_SHORT EXERCISE_
Tally the lines of the records below that contain the string "street", matching case exactly, and give only the number.

_SOURCE RECORDS_

· · ·

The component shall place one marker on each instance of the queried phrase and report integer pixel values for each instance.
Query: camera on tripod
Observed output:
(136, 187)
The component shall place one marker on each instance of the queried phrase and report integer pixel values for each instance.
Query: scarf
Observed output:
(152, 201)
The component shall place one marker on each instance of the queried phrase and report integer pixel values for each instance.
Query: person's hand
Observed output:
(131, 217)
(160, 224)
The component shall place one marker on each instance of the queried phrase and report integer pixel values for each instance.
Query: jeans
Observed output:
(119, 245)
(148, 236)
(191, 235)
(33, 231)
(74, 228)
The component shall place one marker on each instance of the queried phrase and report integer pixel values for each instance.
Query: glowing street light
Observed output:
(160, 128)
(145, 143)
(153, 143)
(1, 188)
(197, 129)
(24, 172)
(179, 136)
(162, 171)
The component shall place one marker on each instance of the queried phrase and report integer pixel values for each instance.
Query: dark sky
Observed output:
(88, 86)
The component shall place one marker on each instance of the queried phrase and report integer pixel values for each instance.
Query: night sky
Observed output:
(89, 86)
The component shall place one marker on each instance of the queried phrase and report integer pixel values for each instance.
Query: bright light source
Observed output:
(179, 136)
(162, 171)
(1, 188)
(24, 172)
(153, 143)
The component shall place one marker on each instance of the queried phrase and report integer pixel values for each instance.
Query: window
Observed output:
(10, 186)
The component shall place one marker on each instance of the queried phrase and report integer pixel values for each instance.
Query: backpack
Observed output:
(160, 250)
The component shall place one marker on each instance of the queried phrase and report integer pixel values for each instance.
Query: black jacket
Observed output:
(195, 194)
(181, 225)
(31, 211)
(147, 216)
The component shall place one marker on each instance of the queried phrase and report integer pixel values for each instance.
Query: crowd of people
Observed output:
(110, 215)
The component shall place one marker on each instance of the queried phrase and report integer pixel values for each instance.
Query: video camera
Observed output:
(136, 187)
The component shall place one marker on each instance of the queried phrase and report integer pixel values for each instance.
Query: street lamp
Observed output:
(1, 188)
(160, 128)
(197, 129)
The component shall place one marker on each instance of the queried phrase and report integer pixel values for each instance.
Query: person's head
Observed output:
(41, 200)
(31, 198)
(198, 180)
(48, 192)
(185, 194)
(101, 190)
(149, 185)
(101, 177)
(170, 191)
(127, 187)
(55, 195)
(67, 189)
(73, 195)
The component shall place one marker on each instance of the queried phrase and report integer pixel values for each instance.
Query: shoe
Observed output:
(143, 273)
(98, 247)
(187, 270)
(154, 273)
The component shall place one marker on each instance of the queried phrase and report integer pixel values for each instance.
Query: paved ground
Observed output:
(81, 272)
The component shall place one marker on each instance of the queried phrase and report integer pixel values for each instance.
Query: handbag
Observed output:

· · ·

_CORRECT OUTPUT_
2